▶ Liste des tâches
1 – Recopiez le texte sur la CNSS de « Comment se présente » jusqu'à « toutes ces interrogations. ».
2 – Relevez toutes les années mentionnées dans le texte sur la CNSS.

CNSS : Un déséquilibre financier global serait difficilement réversible
« L’équilibre financier de la CNSS n’est pas inquiétant à très court terme, mais si aucune mesure n’est prise dans les meilleurs délais, il le sera à moyen terme, affirme à Leaders Hafedh Lamouri, PDG de la Caisse et chercheur universitaire spécialisé en la question. «Une telle situation était prévisible depuis les années 1985, ajoute-t-il. Une étude que j’ai menée en ma qualité d’expert a démontré avec certitude qu’un déséquilibre financier structurel menace tout le système de sécurité sociale en Tunisie. Cependant, aucune réforme profonde n’a été entamée».
Mutations démographiques et difficultés économiques font peser de lourdes menaces. S’il n’existe pas de solution magique valable pour tous les pays, la Tunisie doit concevoir d’urgence sa propre réforme. Plus on tarde, plus les sacrifices à supporter par tous seront encore plus lourds. La spécificité de la CNSS est telle qu’un éventuel déséquilibre financier global serait difficilement réversible et risque de compromettre tout le système de sécurité social en Tunisie.
Comment se présente actuellement la situation financière de la CNSS? D’où vient le déficit chronique et structurel des pensions? Et quelles réformes spécifiques urgentes à mettre en œuvre ? Hafedh Lamouri a bien voulu répondre à toutes ces interrogations.
Malgré la conjoncture socioéconomique difficile par laquelle passe la Tunisie, la CNSS a réalisé des records en recettes durant le premier semestre 2012 grâce à la conscience de tous ses employés des menaces structurelles et conjoncturelles qui pèsent non seulement sur l’avenir de la Caisse, mais aussi sur celui de la Sécurité sociale en général. En effet, les créances recouvrées par la CNSS au titre des trimestres en cours passent de 1.506.723 millions de dinars au mois de juillet 2010 à 1.761.259 millions de dinars en juillet 2012 (l’année 2011 ne peut servir de référence). La CNSS a réalisé ce résultat inattendu dans cette conjoncture socioéconomique difficile par l’application stricte mais flexible de la loi. Il n’y a plus d’entreprises intouchables ni d’interventions en faveur de certains employeurs
L’effet de la conjoncture socioéconomique
La flexibilité dans la légalité se manifeste notamment par l’échelonnement des créances (environ 200 millions de dinars) des entreprises réellement en difficulté, afin de les aider à surmonter le contrecoup de la conjoncture actuelle, car toute entreprise qui ferme représente une perte pour l’économie, un manque à gagner en cotisations et des charges financières supplémentaires pour la Caisse découlant de la prise en charge de certains droits des salariés licenciés. Ainsi les charges financières découlant du paiement par la CNSS des gratifiants de fin de service aux salariés licenciés suite à la fermeture d’un certain nombre d’entreprise sont passées d’un million de dinars en 2010 à 5 millions de dinars en 2011.

▶ Données affichées
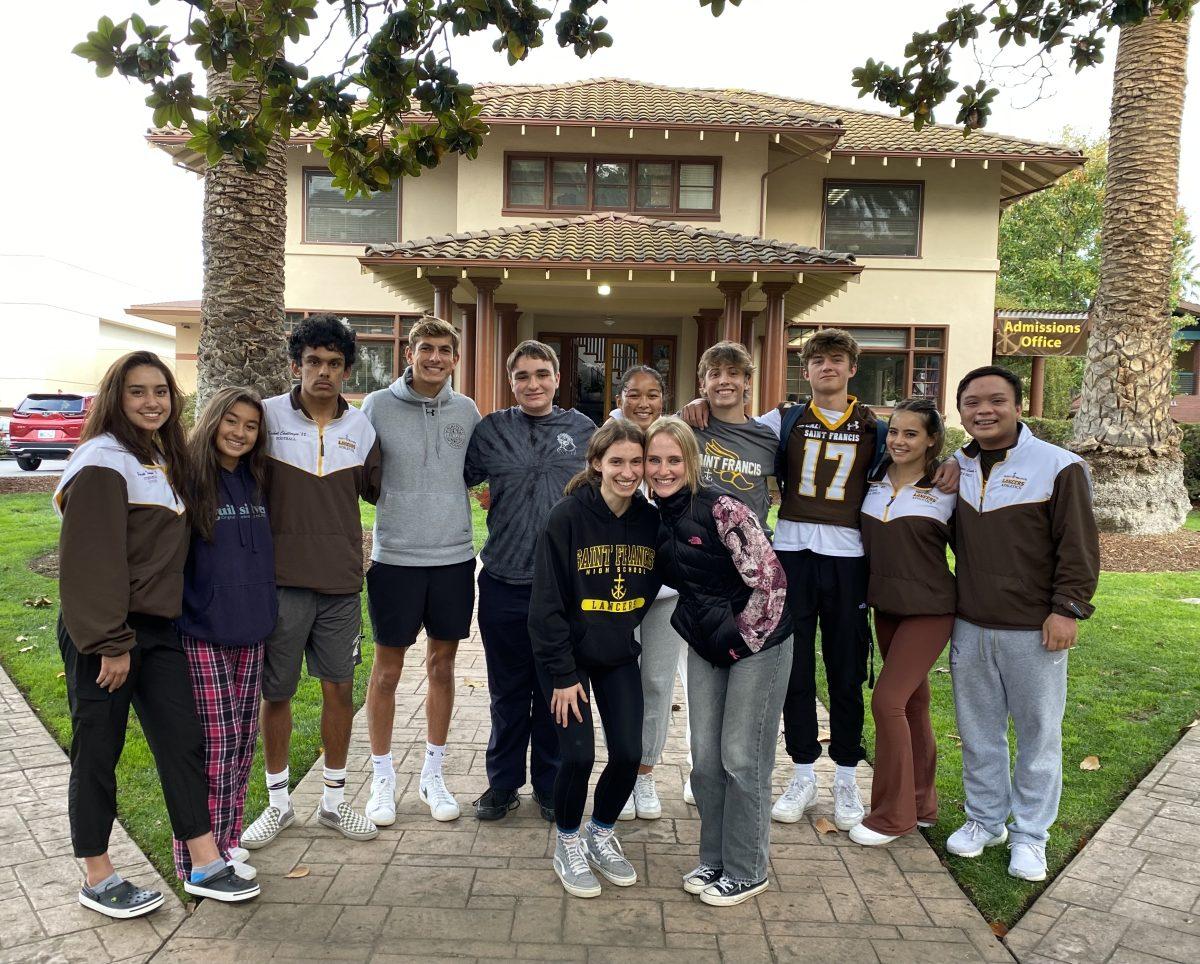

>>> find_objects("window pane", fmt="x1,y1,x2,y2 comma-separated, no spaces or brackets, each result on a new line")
637,161,674,210
595,161,629,208
344,341,396,395
509,157,546,208
848,328,908,348
850,352,908,408
822,181,920,257
305,173,400,244
551,161,588,208
679,164,716,211
337,315,396,335
912,354,942,402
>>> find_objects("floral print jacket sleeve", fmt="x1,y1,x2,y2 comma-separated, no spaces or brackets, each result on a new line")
713,496,787,653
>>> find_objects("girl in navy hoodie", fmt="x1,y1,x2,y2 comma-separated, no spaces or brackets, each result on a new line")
175,388,276,880
529,419,660,897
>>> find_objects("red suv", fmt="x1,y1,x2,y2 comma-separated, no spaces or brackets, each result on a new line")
8,391,96,472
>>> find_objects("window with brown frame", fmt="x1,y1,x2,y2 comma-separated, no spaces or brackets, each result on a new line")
787,325,949,411
821,180,924,258
304,168,400,245
504,154,721,220
286,311,418,399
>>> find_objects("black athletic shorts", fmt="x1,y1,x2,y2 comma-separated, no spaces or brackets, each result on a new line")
367,559,475,646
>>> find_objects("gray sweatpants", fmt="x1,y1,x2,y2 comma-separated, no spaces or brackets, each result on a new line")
950,619,1068,845
637,595,691,766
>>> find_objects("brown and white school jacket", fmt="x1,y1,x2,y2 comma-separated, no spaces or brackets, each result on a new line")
954,425,1100,629
54,435,190,655
863,462,956,616
263,388,382,594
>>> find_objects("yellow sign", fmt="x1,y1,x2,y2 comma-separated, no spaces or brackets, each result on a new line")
996,318,1087,355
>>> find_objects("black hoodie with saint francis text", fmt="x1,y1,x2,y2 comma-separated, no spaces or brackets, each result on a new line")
529,483,661,689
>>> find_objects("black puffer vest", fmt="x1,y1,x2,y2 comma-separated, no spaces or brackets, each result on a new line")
658,489,792,666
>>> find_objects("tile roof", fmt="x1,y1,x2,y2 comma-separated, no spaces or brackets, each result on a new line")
707,90,1082,157
364,211,862,274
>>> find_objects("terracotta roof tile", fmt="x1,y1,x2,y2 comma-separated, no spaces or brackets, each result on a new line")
366,211,860,273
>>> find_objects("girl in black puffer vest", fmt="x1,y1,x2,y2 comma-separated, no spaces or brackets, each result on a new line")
646,417,792,906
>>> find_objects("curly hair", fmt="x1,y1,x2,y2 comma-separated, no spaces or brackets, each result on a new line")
288,315,355,369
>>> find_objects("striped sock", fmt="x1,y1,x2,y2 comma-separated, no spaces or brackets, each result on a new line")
266,767,290,814
320,767,346,813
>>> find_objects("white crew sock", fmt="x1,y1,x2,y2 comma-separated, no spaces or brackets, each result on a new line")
371,750,396,779
421,743,446,786
266,767,290,814
320,767,346,813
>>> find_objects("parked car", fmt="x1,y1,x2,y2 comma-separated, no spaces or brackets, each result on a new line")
8,391,96,472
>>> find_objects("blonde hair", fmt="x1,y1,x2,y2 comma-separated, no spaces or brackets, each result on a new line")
646,415,700,495
408,315,458,354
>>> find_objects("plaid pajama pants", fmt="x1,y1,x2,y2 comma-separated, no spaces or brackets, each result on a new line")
174,636,263,880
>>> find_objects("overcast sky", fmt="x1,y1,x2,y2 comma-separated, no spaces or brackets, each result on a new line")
0,0,1200,300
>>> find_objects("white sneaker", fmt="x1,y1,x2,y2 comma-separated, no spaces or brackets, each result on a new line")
833,780,866,830
850,824,895,846
419,773,461,822
946,820,1008,857
366,773,396,827
1006,845,1046,880
634,773,662,820
770,776,817,824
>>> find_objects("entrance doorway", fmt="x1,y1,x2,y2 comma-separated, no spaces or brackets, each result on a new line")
538,331,676,425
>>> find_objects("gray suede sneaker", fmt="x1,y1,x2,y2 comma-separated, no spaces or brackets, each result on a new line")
582,824,637,887
554,833,600,897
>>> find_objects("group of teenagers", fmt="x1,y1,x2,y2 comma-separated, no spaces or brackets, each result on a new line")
54,315,1099,917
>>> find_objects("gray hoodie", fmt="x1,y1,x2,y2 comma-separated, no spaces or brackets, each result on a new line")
362,367,479,565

▶ Corrigé
1 –
Comment se présente actuellement la situation financière de la CNSS? D’où vient le déficit chronique et structurel des pensions? Et quelles réformes spécifiques urgentes à mettre en œuvre ? Hafedh Lamouri a bien voulu répondre à toutes ces interrogations.

2 – 1985, 2010, 2011, 2012